─── DATA FOR THIS TASK ───

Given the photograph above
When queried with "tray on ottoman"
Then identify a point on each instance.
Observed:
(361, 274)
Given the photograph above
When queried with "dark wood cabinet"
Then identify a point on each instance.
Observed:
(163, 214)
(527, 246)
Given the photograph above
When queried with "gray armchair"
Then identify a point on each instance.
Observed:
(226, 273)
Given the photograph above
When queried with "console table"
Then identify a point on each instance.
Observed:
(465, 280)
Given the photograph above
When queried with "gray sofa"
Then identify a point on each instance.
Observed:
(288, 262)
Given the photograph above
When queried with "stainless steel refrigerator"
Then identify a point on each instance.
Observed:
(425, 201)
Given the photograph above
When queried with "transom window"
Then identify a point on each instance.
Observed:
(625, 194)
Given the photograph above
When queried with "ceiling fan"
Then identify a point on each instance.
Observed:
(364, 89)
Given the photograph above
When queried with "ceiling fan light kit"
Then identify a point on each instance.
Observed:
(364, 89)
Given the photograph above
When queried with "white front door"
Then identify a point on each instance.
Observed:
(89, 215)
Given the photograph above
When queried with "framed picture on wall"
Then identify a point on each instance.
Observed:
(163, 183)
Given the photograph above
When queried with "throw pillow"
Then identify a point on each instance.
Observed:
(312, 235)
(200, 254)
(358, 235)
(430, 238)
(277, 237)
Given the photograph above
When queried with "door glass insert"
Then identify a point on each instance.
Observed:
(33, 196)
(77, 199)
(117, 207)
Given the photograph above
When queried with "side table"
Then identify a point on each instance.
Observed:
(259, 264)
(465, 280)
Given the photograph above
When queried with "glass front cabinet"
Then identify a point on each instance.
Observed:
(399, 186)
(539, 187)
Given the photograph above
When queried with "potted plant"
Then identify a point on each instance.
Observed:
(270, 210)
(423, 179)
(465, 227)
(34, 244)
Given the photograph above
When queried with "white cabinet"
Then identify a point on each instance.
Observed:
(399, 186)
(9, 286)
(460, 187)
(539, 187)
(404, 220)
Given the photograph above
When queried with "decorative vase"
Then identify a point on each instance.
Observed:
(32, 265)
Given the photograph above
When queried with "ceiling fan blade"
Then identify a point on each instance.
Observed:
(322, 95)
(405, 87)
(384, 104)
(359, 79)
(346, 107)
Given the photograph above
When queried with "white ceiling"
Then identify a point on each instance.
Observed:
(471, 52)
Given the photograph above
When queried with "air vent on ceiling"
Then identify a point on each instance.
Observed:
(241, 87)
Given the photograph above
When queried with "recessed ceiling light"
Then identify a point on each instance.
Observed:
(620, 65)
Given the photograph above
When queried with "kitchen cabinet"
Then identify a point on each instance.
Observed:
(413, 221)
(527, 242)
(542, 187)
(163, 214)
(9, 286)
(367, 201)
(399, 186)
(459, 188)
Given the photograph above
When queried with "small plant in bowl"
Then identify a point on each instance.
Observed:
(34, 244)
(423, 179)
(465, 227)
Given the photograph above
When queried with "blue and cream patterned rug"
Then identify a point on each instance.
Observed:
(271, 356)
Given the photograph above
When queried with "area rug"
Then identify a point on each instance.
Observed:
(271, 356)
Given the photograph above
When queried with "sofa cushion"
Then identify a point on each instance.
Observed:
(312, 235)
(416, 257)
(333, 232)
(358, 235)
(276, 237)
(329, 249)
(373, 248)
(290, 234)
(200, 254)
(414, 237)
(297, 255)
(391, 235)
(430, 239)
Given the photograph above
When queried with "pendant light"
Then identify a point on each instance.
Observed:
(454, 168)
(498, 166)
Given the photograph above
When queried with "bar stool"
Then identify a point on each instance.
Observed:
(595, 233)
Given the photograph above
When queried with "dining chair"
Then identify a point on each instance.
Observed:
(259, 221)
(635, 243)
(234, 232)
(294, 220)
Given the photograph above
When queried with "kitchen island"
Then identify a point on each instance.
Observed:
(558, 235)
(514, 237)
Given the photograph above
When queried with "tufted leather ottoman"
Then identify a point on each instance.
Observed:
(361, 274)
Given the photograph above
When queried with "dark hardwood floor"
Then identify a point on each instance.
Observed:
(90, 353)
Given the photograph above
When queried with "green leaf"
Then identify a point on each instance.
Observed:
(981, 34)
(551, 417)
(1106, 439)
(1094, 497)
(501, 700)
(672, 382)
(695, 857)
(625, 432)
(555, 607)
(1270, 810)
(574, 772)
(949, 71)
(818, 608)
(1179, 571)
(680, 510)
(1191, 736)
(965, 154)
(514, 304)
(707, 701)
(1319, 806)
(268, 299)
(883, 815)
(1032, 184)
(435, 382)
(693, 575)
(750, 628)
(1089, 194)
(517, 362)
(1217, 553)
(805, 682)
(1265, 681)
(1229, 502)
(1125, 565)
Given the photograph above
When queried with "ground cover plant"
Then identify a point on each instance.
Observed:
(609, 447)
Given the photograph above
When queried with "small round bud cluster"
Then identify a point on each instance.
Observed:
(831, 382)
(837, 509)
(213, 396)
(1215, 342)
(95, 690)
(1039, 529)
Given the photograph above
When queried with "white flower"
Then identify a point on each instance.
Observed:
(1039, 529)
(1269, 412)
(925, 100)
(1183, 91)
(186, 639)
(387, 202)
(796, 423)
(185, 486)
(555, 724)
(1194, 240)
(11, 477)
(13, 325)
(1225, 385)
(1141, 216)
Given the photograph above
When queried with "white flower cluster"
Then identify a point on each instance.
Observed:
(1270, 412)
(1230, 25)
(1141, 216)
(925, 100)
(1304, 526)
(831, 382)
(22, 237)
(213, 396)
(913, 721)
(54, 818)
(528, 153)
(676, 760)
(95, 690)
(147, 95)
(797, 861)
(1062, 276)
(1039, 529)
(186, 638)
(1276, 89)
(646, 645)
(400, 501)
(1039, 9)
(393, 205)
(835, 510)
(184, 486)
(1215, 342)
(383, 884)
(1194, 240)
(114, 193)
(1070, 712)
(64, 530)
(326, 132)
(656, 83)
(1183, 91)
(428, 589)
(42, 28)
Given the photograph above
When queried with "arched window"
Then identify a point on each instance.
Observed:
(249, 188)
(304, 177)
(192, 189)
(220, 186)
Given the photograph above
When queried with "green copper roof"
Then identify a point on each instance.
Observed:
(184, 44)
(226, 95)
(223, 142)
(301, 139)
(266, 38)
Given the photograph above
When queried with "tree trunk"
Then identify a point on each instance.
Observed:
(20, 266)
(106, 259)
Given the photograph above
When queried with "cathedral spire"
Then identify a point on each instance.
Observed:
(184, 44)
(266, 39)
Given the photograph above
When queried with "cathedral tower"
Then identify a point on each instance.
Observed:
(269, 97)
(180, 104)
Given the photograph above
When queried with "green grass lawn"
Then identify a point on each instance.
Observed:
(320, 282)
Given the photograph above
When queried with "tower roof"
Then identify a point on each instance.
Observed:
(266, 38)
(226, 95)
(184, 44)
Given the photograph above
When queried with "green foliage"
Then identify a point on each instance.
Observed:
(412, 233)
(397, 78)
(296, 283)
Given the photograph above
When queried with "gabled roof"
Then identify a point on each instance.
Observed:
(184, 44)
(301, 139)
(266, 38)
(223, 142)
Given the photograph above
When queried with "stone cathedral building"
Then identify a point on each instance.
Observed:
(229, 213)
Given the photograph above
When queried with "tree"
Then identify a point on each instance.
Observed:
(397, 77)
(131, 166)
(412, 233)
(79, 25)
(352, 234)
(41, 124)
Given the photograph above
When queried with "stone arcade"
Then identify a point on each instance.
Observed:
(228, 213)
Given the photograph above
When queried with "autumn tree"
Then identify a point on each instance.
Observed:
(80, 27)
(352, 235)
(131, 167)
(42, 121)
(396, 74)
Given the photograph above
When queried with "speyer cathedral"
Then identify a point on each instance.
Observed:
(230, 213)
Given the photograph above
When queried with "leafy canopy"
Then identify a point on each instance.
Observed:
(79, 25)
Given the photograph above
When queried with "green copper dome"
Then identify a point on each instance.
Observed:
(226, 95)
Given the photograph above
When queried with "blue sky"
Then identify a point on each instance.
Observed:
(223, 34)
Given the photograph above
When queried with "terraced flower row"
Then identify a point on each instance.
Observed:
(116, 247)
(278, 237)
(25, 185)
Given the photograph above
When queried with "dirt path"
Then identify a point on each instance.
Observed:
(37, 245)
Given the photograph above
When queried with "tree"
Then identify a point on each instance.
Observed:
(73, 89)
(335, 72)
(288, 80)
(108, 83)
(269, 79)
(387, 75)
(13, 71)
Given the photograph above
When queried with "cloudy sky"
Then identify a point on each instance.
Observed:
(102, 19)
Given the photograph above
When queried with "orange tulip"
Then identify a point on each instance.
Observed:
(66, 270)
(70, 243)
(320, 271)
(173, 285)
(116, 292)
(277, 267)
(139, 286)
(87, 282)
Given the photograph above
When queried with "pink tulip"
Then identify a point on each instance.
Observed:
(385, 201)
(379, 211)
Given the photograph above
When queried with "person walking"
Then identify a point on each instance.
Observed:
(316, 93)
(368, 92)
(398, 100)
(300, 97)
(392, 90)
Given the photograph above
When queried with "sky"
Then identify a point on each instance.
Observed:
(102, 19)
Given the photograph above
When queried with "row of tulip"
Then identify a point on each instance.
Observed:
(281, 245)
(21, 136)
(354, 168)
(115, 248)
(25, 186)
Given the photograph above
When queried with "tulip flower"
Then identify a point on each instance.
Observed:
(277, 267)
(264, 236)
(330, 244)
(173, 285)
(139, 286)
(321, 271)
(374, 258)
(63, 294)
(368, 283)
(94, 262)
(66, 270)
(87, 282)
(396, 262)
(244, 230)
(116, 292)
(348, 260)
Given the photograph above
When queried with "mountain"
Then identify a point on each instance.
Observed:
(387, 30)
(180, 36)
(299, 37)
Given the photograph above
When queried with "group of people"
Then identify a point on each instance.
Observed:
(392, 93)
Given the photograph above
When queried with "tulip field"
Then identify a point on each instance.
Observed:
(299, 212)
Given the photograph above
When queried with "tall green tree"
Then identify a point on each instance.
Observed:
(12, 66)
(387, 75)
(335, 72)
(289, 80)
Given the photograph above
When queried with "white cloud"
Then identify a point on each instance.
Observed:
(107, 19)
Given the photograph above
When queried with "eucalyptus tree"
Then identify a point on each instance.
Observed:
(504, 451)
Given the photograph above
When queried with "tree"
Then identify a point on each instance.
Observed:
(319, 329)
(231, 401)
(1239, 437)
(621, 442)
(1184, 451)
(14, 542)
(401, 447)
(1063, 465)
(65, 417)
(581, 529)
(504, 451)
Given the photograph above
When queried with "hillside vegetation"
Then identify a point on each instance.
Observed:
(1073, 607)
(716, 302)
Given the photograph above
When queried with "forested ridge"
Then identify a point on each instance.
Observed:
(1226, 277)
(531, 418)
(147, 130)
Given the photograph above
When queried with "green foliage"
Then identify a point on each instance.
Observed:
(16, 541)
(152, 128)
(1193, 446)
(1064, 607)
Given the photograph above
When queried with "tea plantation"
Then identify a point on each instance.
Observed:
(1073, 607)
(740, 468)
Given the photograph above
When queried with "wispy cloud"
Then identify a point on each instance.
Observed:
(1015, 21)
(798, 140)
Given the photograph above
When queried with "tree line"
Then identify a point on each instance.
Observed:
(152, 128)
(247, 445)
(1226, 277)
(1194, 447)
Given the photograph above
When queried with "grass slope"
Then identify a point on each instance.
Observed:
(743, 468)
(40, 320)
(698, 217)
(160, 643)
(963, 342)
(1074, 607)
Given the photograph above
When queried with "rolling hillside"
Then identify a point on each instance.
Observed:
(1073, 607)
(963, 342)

───

• ACTIVITY
Report all lines in the records that include the string "ottoman".

• OUTPUT OF THE TASK
When queried with "tray on ottoman"
When queried with "tufted leather ottoman"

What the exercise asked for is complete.